Manitoba Indigenous Youth Achievement Awards for Access Program students
Rady Health Sciences students recognized in Health categories
Two Access Program students have been honoured with 2021 Manitoba Indigenous Youth Achievement Awards (MIYAA). The tribute recognizes their outstanding achievement as Indigenous Manitoba youth who exhibit high standards of excellence, dedication, leadership and accomplishments in the area of Health.
Both recipients are Health Sciences students in the Rady Faculty of Health Sciences. The Access Program at the University of Manitoba provides holistic support to Indigenous, newcomer, and other UM students, empowering them on their path to success.
Health North- Sandi Hart
Sandi Hart was recognized in the Health North (of the 53rd parallel) category. “They chose me because I really want to work for First Nations people. That is my main goal. I am considering medicine, occupational therapy or physical therapy,” says the Swampy Cree student from Norway House.

**GIVEN INFORMATION:**
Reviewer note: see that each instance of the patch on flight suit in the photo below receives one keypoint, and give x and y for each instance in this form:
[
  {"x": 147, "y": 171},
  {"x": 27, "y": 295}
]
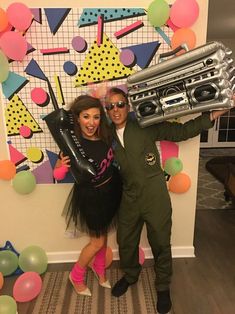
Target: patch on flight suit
[{"x": 150, "y": 159}]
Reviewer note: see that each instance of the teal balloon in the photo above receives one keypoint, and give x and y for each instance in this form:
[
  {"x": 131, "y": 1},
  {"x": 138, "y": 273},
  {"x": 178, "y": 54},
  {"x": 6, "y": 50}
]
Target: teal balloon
[
  {"x": 33, "y": 258},
  {"x": 24, "y": 182},
  {"x": 7, "y": 305},
  {"x": 173, "y": 166},
  {"x": 4, "y": 66},
  {"x": 158, "y": 13},
  {"x": 8, "y": 262}
]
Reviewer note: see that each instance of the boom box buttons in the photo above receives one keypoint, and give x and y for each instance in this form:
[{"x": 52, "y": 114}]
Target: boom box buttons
[{"x": 205, "y": 92}]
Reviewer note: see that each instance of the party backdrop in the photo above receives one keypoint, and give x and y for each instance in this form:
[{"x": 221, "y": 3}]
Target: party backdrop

**LIST OF TASKS:**
a) Write out the passage of the Access Program awards article starting at "Both recipients are" and ending at "from Norway House.".
b) According to the Access Program awards article, what community is Sandi Hart from?
c) Carry on the Access Program awards article from where it stops.

**YOUR WRITTEN ANSWERS:**
a)
Both recipients are Health Sciences students in the Rady Faculty of Health Sciences. The Access Program at the University of Manitoba provides holistic support to Indigenous, newcomer, and other UM students, empowering them on their path to success.
Health North- Sandi Hart
Sandi Hart was recognized in the Health North (of the 53rd parallel) category. “They chose me because I really want to work for First Nations people. That is my main goal. I am considering medicine, occupational therapy or physical therapy,” says the Swampy Cree student from Norway House.

b) Norway House

c)
“It was really good to win this award. I was really happy. It is nice to be recognized for doing what I want to do. When I was little, I was a jingle dress dancer. Traditionally, they are healers. So I always thought of health care and going back to help my people,” she says.
“I really love living in the North, being on the land, near the water, with the people. This is my home. These are my people. I want to give back. I considered nursing but now I am trying to go for medicine, psychiatry, and then try my best to help out, in more than one community or hospital or territory.”
Hart first came to UM as a high school student for the Health Quest Careers Summer Camp, and learned about the Access Program. She started university with Access.
“I help out with the Access orientation every year. I present to first-year students, give them my tips. Access keeps us informed about opportunities like bursaries and awards. They try to give us everything they can to help us. Access makes university easier, and helps me do even better,” she says.
“If I could talk to high school students, I would encourage them to apply to Access. From your small community to the lecture hall, they can help you. Being surrounded by other Indigenous students helps me with culture shock. The classrooms, the counsellors, the opportunities… They help you find so many ways to make it easier and it’s greatly appreciated.”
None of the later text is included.